DATA UNDER STUDY below:
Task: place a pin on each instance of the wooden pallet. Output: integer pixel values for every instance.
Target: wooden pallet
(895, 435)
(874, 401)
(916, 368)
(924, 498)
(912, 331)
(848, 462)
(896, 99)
End of DATA UNDER STUDY.
YOUR INSTRUCTIONS: Write each entry out again, exactly as it reads above.

ANSWER BELOW:
Task: place a pin on each instance of the wooden pallet. Output: integer pixel values for every instance.
Target: wooden pallet
(895, 435)
(874, 401)
(916, 368)
(924, 498)
(912, 331)
(848, 462)
(896, 99)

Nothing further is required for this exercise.